● **Text shown**

§ §

I added C5 to form a 60kHz low-pass with R7 in the feedback loop, so U1's feedback network's gain should drop to -40dB by 10MHz. The R9-C3 lowpass in U2's feedback loop will bring the feedback network gain there close to -60dB by 10MHz. Each of these filters will give 90 degrees of phase shift well before 10MHz. So my question is, is there any chance the op-amp's poles will drop the open-loop gain 50dB by the time they add 90 degrees of phase shift? If so, this should result in a loop gain of less than 1 at 180 degrees phase shift, which will make each circuit stable. But it seems like filters will typically show a phase shift much more quickly than they'll attenuate to that degree.

Is there anything I'm missing in this analysis? How is dominant-pole frequency compensation of this sort viable outside of extremely low signal frequencies or extremely fast op-amps?
 

MrAl

Joined Jun 17, 2014
7,762
Hi,

Connecting C5 in that manner is not the right way to make a low pass filter. You dont mess with the inverting terminal in that way you either make a low pass filter the right way or you dont make any low pass filter.
What you have done in effect is create both a low pass filter and another high pass filter at the same time. The high pass is because the cap is also present in the feedback loop and because it looks like a low pass as viewed by the output of the op amp, it is actually a high pass to the input of the circuit (inverse function theory).

We could look at the analysis of this idea but it would just be easier to do it the right way. Perhaps just a resistor between C5 and R7 connections so C5 does not connect directly to the inverting input.
 

OBW0549

Joined Mar 2, 2015
3,514
Is there anything I'm missing in this analysis?
Yes. Read Section 4, Capacitance at the Inverting Input, of the attached application note, with special attention to section 4.1.1. The way you have it, you've not created a low-pass filter but rather an oscillator (or, at best, a marginally-stable circuit on the brink of oscillation).
 

Attachments

MrAl

Joined Jun 17, 2014
7,762
Yes. Read Section 4, Capacitance at the Inverting Input, of the attached application note, with special attention to section 4.1.1. The way you have it, you've not created a low-pass filter but rather an oscillator (or, at best, a marginally-stable circuit on the brink of oscillation).
Hi,

Yes that is interesting too.

I did the analysis a couple times and always come up with an output with step input in the time domain of the form:

Vout/Vin=e^(-a*t)*(A*sin(w*t)+B*cos(w*t))-K

with B>>A so approximately:
Vout/Vin=e^(-a*t)*(B*cos(w*t))-K

so it is a damped sinusoid, but that could mean many oscillations before it comes to rest at any one DC level.
This is far from a low pass filter with that high pass filter effect kicking in to combine with the low pass which creates some sort of nasty band pass.
 

Thread Starter

ttshaw1

Joined Jan 24, 2016
14
Alright, so no to the capacitor on the inverting input. I could put in a low-pass filter elsewhere. But is dominant pole compensation even viable for this circuit? The gain-bandwidth product and open loop gain give a first pole at about 300Hz for open loop. Someone else told me that adding in negative feedback doesn't move that pole, which would require me to add a dominant pole with a frequency much lower than 300Hz. Is he right about the pole not moving? I have a textbook which seems to imply that the pole does indeed move to the knee frequency of the closed-loop gain, which would in this case be around 10MHz.

§ §

Pick up the forum thread on op-amp frequency compensation where it stops, and continue it.

§ §

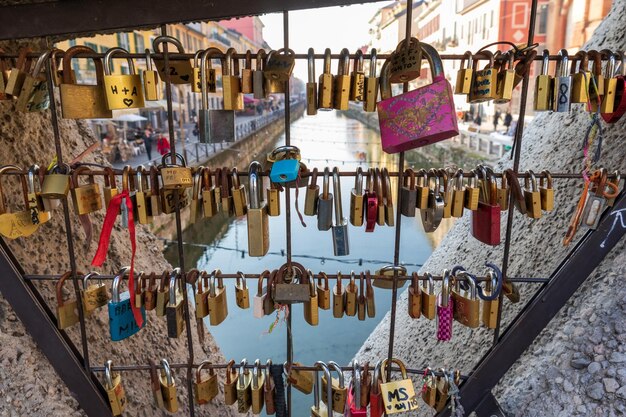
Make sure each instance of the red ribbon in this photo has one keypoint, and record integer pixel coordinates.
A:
(103, 245)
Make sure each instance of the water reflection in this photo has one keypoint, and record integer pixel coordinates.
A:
(325, 140)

§ §

● **Response below**
Then why do you have them operating with a closed-loop gain of 1? :confused:
Mainly for fun. I could attenuate the input signal to the inverting op-amp then increase the gain and use a unity-gain-stable buffer included in the MCU for the Sallen-Key, but then I wouldn't learn as much.
 

MrAl

Joined Jun 17, 2014
7,762
Hi,

Yeah well as crutschow pointed out in post #4 you are using the op amps outside of their range.
Did you look at that yet? I think that would be the first step.

Also, any ideas you have can be tested with a little circuit analysis. We can do that here too.

Your last stage LP filter has a cutoff frequency of 19871.02 Hz for example.
 

Thread Starter

ttshaw1

Joined Jan 24, 2016
14
Yeah, I don't have any issues designing and simulating a circuit that keeps the amplifiers above a gain of 8. But that's not what I want to do. I want to do dominant pole compensation, or at least learn if it's possible. This is a hobby project, so it's almost entirely a learning exercise. And this is a good opportunity for me to learn dominant pole compensation. Compensating by increasing the gain isn't a satisfactory solution only because I won't learn enough from it; I'll do it only if dominant pole compensation isn't feasible. Which leads me back to the questions from my last post.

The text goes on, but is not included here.